Start of WORKING DATA

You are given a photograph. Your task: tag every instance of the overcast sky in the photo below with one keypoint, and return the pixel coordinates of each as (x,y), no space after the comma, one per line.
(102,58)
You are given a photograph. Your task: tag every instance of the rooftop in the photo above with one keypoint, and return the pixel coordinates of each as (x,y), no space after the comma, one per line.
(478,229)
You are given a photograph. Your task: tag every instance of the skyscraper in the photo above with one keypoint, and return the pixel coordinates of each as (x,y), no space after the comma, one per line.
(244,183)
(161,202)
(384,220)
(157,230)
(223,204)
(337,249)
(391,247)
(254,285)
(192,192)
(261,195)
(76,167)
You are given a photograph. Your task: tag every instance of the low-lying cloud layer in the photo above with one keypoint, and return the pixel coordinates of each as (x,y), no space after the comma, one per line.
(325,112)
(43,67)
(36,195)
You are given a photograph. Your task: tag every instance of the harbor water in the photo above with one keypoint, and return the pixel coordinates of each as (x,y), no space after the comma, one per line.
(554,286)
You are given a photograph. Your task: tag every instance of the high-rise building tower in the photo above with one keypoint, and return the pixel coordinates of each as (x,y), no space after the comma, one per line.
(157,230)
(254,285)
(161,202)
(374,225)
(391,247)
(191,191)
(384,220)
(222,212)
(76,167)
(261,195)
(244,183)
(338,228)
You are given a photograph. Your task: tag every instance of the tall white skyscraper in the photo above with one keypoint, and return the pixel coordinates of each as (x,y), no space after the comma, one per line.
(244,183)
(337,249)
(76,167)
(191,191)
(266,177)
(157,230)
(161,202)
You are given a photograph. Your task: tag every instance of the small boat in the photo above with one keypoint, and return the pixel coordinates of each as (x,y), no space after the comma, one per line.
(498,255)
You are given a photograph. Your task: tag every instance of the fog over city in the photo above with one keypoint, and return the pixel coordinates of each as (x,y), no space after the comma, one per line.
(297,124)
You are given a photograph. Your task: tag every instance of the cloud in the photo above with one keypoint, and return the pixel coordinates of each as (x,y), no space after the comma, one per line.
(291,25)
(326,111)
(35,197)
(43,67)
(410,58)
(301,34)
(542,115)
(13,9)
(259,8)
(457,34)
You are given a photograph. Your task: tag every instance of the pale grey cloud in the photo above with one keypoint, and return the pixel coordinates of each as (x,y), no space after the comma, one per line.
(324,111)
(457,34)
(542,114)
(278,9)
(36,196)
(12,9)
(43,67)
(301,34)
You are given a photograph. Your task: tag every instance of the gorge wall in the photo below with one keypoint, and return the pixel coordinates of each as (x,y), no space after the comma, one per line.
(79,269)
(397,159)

End of WORKING DATA

Print every line of the records exactly. Omit nothing.

You are given a photograph. Your task: tag every instance of the overcast sky in the photo below with one keypoint, and return the pixel coordinates of each as (x,y), no space after the comma, one per line.
(102,58)
You are given a photograph. Your task: tag every instance of the rooftop in the photo above with one keypoint, and return the pixel coordinates of each as (x,y), no space after the comma, one per line.
(478,229)
You are given a photograph. Your task: tag every instance of the skyscraper in the photo above with one keypoint, and return the pixel coordinates of each as (x,y), no space after the comma, one per line.
(244,183)
(161,202)
(384,220)
(157,230)
(223,204)
(337,249)
(391,247)
(254,285)
(192,192)
(261,195)
(76,167)
You are given a photograph. Your task: tag every instance of the low-lying cloud layer in the photo above with one keypoint, and return the pixel coordinates of each as (x,y), no space after the comma, one per line.
(325,112)
(43,67)
(36,195)
You are given a photograph. Your task: tag every instance of the harbor water in the photo above with one keypoint, and return the pixel coordinates of each as (x,y), no space after the comma, one per line.
(554,286)
You are given a photograph. Your task: tag every instance of the high-rise building tower in the photo above with one keypoint, and return the pixel coordinates of each as (x,y), no space after the comma, one per line.
(157,230)
(254,285)
(161,202)
(374,225)
(391,247)
(191,191)
(384,220)
(222,212)
(76,167)
(261,195)
(244,183)
(338,228)
You are given a photograph. Your task: tag every instance of the tall white skyscraper in the photo above with one keypoint, and return the pixel coordinates of each as (x,y), no space after the comma, one per line.
(244,183)
(337,249)
(76,167)
(191,191)
(266,177)
(157,230)
(161,202)
You are given a photograph. Your task: tag every instance of the small boat in the photo above with one keypoint, and return the pixel coordinates of each as (x,y), no space after the comma, one per line.
(498,255)
You are given a photograph. Your task: tag every instance of the fog over city in the photo above with one keypoint, and return the pixel coordinates of each as (x,y), no space after the comma, one per line.
(297,124)
You are given a photograph. Your task: tag every instance of the cloud in the photo above with one keypoint, and return the pixel coordinates of each as (x,y), no space after the comma, one per line.
(291,25)
(326,111)
(35,197)
(43,67)
(410,58)
(301,34)
(542,115)
(13,9)
(259,8)
(457,34)
You are given a photograph. Your task: tag every instance of the pale grey cloud in the photo above with one keypoint, and return the pixel coordinates of each as (x,y), no space after the comma, one per line.
(324,111)
(457,34)
(542,114)
(278,9)
(36,196)
(12,9)
(43,67)
(301,34)
You are given a photograph. Your task: tag every instance of the gorge wall in the photo below with one keypoint, and return the pixel coordinates of each as (x,y), no space after the comma, one per line.
(79,269)
(397,159)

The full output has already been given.